§ Recorded data
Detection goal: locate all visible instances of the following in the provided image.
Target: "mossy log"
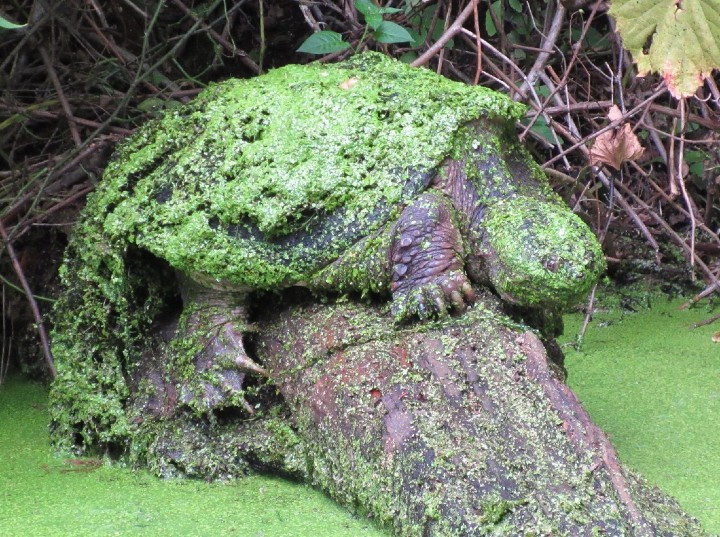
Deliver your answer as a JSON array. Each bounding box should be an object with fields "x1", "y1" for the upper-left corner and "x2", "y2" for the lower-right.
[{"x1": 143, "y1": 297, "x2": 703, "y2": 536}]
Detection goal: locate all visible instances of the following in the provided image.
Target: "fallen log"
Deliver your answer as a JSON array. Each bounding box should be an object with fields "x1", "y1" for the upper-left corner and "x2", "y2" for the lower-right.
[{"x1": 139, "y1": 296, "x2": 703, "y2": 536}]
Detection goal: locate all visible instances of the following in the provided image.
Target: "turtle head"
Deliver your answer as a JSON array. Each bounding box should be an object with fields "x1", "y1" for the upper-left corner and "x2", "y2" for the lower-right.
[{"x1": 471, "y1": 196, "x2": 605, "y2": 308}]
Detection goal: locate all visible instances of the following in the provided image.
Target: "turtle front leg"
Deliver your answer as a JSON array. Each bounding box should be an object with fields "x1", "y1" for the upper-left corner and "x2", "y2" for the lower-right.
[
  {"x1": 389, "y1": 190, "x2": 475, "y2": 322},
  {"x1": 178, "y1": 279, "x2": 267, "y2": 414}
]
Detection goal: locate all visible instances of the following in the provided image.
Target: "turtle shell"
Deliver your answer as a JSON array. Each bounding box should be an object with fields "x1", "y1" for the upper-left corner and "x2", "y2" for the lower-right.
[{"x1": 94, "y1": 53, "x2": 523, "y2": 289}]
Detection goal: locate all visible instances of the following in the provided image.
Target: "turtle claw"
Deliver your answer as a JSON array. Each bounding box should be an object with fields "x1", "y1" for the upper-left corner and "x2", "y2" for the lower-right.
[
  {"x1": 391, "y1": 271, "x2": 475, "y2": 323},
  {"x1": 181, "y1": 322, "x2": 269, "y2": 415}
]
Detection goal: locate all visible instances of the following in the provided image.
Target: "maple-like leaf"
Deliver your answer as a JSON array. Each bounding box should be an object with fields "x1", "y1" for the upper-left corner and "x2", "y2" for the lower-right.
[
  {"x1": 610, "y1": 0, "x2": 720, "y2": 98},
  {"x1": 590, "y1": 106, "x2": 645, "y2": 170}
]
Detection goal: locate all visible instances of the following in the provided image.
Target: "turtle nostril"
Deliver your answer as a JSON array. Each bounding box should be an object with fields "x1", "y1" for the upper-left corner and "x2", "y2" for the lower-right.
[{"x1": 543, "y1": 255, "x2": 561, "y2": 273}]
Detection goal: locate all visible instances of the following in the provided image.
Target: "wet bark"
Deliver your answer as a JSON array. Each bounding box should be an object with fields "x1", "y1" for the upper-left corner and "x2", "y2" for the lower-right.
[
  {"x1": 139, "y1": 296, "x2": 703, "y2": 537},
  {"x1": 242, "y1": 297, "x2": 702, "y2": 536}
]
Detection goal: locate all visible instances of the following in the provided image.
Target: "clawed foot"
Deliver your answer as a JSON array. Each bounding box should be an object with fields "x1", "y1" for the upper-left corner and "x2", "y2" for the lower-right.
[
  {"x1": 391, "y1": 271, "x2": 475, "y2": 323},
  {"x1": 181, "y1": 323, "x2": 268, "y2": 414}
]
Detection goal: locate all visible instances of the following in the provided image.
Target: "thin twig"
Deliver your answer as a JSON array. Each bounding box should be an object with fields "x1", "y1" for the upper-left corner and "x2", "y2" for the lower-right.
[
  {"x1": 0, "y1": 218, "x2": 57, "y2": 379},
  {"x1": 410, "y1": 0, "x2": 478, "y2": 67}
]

* * *

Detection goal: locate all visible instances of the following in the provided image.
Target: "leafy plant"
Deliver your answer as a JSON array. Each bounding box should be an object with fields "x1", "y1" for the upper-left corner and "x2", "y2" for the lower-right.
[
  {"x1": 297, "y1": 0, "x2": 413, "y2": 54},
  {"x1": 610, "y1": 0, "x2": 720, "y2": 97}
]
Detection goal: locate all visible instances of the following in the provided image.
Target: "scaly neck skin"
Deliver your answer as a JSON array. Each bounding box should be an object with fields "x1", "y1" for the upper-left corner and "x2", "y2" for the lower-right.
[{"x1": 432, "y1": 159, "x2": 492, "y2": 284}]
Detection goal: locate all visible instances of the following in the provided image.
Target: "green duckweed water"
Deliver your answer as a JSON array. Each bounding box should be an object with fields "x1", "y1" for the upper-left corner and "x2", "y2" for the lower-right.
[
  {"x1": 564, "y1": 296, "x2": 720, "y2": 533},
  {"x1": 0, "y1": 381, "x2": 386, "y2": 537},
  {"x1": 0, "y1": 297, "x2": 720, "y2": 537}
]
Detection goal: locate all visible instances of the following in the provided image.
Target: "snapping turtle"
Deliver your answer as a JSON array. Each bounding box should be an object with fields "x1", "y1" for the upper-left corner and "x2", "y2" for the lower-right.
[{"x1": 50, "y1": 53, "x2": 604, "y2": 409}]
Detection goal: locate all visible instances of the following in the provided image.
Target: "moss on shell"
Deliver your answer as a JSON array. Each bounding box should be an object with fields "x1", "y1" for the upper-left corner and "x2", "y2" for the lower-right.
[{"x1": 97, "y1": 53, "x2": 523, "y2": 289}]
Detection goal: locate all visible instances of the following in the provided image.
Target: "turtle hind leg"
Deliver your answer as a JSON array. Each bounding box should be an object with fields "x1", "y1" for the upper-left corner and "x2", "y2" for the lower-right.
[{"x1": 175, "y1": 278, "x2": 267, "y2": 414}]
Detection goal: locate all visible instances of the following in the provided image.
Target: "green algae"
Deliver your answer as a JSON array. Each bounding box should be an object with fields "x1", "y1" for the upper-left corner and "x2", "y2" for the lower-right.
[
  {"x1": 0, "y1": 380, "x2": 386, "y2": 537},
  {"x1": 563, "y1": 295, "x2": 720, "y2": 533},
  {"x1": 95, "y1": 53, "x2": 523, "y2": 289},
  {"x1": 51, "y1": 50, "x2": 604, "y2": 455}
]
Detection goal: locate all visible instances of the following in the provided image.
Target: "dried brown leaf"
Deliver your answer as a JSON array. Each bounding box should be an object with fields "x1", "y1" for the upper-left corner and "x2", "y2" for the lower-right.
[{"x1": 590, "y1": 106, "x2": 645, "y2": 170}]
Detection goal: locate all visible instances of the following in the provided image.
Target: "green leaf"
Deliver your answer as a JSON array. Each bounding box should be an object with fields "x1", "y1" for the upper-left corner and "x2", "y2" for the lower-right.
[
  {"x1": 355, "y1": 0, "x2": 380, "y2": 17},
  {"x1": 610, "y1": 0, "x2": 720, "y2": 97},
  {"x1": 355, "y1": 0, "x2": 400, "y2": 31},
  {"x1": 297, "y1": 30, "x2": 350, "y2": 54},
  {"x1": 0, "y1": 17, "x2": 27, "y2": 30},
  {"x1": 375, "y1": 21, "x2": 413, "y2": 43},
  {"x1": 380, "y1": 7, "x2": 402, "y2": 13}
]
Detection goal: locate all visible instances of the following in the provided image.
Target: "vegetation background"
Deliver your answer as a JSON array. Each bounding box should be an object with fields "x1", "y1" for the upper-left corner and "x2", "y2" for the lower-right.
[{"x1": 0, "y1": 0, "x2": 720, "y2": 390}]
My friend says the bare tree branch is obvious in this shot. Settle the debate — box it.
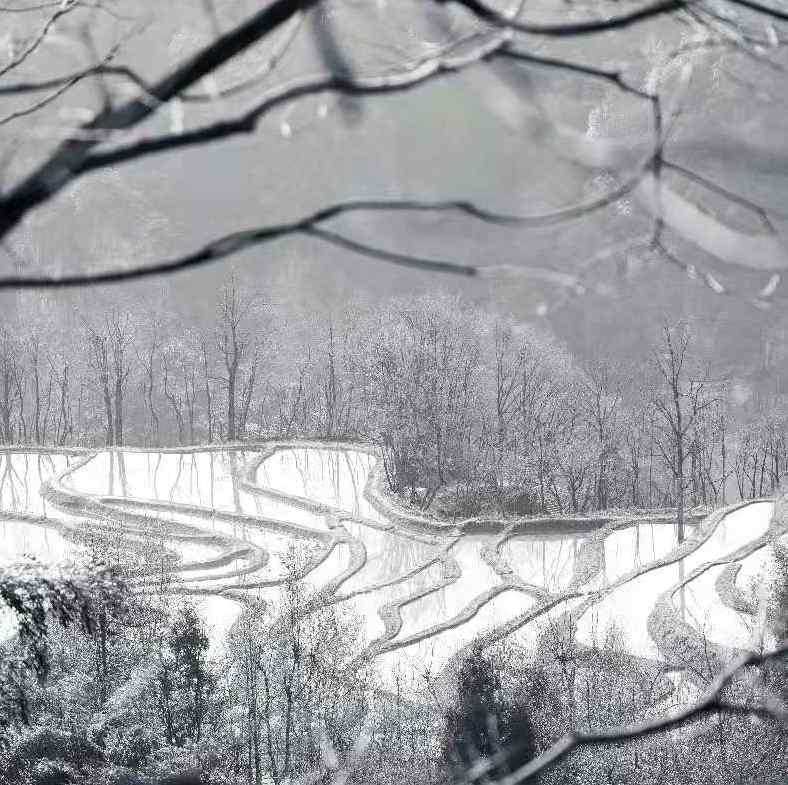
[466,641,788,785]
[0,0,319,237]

§ Given task
Show every line of the items above that contains the word "shell". Case counts.

§ Solved exercise
Target: "turtle shell"
Target: "moss on shell"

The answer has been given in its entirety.